What to work on: Show each line of the records below that contains the string "straight".

Given data:
------------------------------------------------------------

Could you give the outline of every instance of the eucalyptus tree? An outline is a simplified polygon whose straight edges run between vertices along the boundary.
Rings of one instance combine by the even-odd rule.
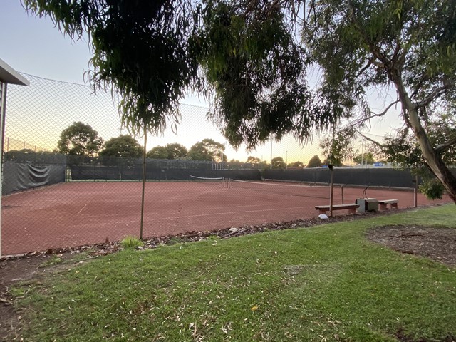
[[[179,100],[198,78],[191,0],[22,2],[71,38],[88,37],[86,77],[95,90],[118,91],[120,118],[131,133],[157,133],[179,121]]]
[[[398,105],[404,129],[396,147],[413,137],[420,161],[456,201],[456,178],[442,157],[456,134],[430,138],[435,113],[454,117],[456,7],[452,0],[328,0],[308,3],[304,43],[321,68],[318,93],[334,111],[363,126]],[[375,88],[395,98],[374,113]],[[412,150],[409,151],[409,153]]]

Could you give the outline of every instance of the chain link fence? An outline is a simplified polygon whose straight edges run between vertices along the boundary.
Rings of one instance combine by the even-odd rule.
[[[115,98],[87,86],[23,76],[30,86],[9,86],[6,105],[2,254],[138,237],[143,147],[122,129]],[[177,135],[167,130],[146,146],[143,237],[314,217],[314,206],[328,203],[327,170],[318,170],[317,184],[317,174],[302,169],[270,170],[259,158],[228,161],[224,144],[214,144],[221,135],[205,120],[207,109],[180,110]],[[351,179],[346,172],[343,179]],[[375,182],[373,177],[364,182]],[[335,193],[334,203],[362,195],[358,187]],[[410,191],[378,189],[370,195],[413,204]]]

------------------------------------------------------------

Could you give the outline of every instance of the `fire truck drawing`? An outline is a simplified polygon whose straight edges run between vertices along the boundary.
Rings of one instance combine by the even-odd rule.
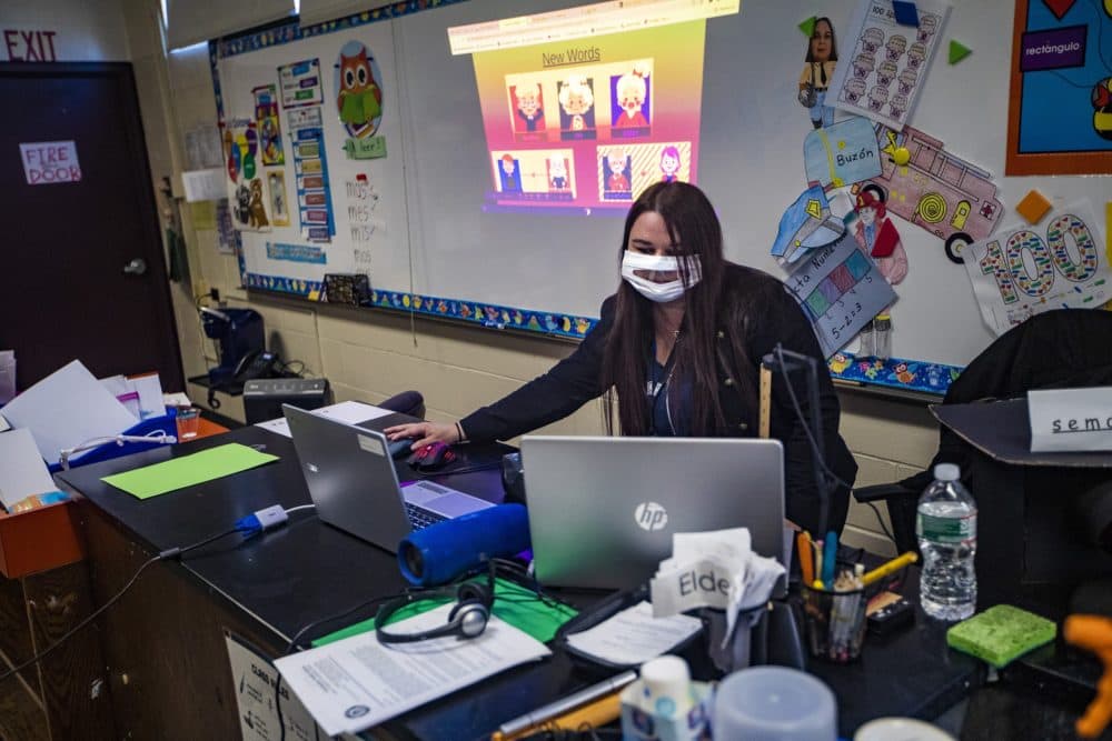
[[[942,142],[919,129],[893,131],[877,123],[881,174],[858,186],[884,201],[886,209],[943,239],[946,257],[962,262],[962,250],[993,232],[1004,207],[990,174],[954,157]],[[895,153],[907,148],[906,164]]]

------------------------------------------------------------

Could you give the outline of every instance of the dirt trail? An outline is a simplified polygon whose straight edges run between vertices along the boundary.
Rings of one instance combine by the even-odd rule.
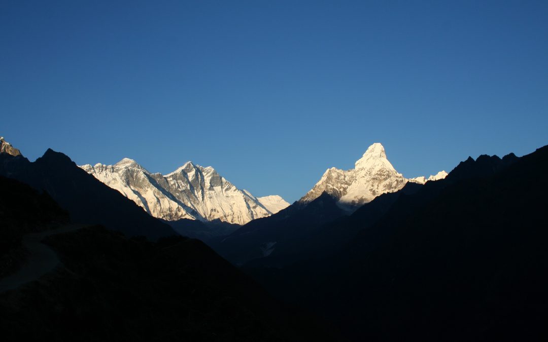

------------------------------------------------------------

Output of the task:
Could you give the outline of every instance of the eucalyptus tree? An outline is a simplified polygon whose straight edges run between vertices along the boundary.
Could you give the outline of every instance of the chain link fence? An outline is a simplified polygon whose straight edges run between vertices along the boundary.
Could you give the outline of every instance of the `fire truck drawing`? An outline is a simplified polygon whose straight edges run between vertices along the boundary.
Could you give the outline of every instance of the dirt trail? An outline is a simplified polygon whose straight edges run between vertices along the boundary.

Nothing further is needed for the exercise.